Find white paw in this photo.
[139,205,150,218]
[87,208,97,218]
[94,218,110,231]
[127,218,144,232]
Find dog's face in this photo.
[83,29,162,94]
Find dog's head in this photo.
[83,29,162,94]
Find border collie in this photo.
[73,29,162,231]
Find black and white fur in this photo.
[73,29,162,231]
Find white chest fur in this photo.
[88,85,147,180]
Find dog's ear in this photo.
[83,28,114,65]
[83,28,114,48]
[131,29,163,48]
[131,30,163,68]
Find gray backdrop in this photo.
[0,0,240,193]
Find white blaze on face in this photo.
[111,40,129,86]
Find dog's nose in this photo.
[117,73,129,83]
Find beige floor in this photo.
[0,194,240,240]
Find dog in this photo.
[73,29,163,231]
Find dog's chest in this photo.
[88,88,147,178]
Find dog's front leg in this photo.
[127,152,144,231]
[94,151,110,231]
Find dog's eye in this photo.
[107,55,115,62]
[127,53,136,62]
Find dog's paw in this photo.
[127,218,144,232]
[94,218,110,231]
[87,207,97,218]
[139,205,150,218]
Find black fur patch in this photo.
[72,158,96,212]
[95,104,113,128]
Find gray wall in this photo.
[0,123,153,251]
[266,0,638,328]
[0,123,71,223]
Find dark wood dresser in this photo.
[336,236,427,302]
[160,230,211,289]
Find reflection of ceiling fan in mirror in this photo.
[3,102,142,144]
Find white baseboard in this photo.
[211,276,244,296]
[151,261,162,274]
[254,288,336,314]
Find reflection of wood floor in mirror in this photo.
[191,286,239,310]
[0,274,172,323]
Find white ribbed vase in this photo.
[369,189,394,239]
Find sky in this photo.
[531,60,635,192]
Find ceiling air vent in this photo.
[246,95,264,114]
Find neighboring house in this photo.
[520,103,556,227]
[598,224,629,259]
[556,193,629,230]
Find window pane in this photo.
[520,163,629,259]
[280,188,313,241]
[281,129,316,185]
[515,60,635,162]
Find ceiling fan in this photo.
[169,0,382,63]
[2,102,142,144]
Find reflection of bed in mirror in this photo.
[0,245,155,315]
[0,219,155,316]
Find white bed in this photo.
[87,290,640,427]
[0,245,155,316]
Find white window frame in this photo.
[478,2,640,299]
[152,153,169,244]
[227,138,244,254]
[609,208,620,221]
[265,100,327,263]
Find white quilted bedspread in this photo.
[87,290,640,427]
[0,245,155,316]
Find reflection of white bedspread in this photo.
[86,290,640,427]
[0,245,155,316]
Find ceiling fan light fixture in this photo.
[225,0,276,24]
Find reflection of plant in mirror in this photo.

------------------------------------------------------------

§ TASK
Rewrite the part of the records that opens with the line containing "Find gray wall in this photo." and closes with the line containing "[0,274,172,323]", changing "baseboard" to "skirting board" and leaving everything else as it stands.

§ SOLUTION
Find gray wall in this photo.
[0,123,153,251]
[266,0,638,328]
[0,123,71,223]
Find dark wood dresser in this photo.
[336,236,427,302]
[160,230,211,289]
Find reflection of ceiling fan in mirror in this photo.
[3,102,142,144]
Find white skirting board in this photo.
[211,276,244,296]
[151,261,162,274]
[254,288,336,314]
Find reflection of wood floor in mirror in this photo.
[191,286,239,310]
[0,274,172,323]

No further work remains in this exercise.